→ **Requirement 1**
According to the SMMU patch thread, which lock type does the author of the opening line say they will try first?
→ **Requirement 2**
List, in order, every line of the attach flow proposed in the SMMU patch thread.
→ **Requirement 3**
Extend the SMMU patch thread, starting from its final line.

→ **Text section**
OK, I will try rwlock first, this does not change the original code logic.

> 
> Alternatively... maybe we could change the attach flow to do something
> like:
> 
> 	enable_ats_in_ste(master);
> 	enable_ats_at_pcie_endpoint(master);
> 	spin_lock(devices_lock)
> 	add_to_device_list(master);
> 	nr_ats_masters++;
> 	spin_unlock(devices_lock);
> 	invalidate_atc(master);
> 
> in which case, the concurrent unmapper will be doing something like:
> 
> 	issue_tlbi();
> 	smp_mb();
> 	if (READ_ONCE(nr_ats_masters)) {
> 		...
> 	}
> 
> and I *think* that means that either the unmapper will see the
> nr_ats_masters update and perform the invalidation, or they'll miss
> the update but the attach will invalidate the ATC /after/ the TLBI
> in the command queue.
> 
> Also, John's idea of converting this stuff over to my command batching
> mechanism should help a lot if we can defer this to sync time using the
> gather structure. Maybe an rwlock would be alright for that. Dunno.
> 
> Will
> 
> .
>
diff mbox series

Patch

diff --git a/drivers/iommu/arm-smmu-v3.c b/drivers/iommu/arm-smmu-v3.c
index 29056d9bb12aa01..154334d3310c9b8 100644
--- a/drivers/iommu/arm-smmu-v3.c
+++ b/drivers/iommu/arm-smmu-v3.c
@@ -631,6 +631,7 @@  struct arm_smmu_domain {
 
 	struct io_pgtable_ops		*pgtbl_ops;
 	bool				non_strict;
+	int				nr_ats_masters;
 
 	enum arm_smmu_domain_stage	stage;
 	union {
@@ -1531,7 +1532,16 @@  static int arm_smmu_atc_inv_domain(struct arm_smmu_domain *smmu_domain,
 	struct arm_smmu_cmdq_ent cmd;
 	struct arm_smmu_master *master;
 
-	if (!(smmu_domain->smmu->features & ARM_SMMU_FEAT_ATS))
+	/*
+	 * The protectiom of spinlock(&iommu_domain->devices_lock) is omitted.

→ **Extracted material**
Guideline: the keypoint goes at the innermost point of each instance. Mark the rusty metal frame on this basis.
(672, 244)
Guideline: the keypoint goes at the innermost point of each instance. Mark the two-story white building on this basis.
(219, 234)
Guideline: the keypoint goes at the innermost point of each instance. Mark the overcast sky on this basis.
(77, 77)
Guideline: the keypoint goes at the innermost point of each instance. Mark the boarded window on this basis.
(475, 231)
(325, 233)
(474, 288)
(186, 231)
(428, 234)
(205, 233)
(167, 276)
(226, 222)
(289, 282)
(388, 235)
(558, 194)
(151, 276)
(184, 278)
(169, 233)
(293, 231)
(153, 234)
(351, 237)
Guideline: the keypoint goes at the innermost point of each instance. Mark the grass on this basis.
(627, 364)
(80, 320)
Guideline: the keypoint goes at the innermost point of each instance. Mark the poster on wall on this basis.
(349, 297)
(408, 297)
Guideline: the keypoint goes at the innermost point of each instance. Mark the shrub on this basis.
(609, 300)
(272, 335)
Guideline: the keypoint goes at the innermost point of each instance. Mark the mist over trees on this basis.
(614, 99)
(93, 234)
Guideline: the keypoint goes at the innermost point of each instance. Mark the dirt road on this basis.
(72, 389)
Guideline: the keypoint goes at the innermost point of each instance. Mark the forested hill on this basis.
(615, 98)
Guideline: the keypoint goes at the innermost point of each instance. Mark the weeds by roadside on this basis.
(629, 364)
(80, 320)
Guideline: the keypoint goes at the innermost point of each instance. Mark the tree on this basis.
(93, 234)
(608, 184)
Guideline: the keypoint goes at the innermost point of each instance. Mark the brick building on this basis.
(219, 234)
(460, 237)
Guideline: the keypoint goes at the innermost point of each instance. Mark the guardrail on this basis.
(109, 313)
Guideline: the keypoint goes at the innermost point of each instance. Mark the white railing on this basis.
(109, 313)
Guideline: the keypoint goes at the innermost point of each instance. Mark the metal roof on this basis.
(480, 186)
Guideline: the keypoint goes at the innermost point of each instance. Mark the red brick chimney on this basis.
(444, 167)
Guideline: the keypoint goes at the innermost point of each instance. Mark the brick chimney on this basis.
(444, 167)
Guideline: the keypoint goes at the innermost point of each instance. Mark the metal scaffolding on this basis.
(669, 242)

→ **Exercise response 1**
An rwlock.

→ **Exercise response 2**
enable_ats_in_ste(master);
enable_ats_at_pcie_endpoint(master);
spin_lock(devices_lock)
add_to_device_list(master);
nr_ats_masters++;
spin_unlock(devices_lock);
invalidate_atc(master);

→ **Exercise response 3**
+	 * Because for a given master, its map/unmap operations should only be
+	 * happened after it has been attached and before it has been detached.
+	 * So that, if at least one master need to be atc invalidated, the
+	 * value of smmu_domain->nr_ats_masters can not be zero.
+	 *
+	 * This can alleviate performance loss in multi-core scenarios.
+	 */
+	if (!smmu_domain->nr_ats_masters)
 		return 0;
 
 	arm_smmu_atc_inv_to_cmd(ssid, iova, size, &cmd);
@@ -1913,6 +1923,7 @@  static void arm_smmu_detach_dev(struct arm_smmu_master *master)
 
 	spin_lock_irqsave(&smmu_domain->devices_lock, flags);
 	list_del(&master->domain_head);
+	smmu_domain->nr_ats_masters--;
 	spin_unlock_irqrestore(&smmu_domain->devices_lock, flags);
 
 	master->domain = NULL;
@@ -1968,6 +1979,7 @@  static int arm_smmu_attach_dev(struct iommu_domain *domain, struct device *dev)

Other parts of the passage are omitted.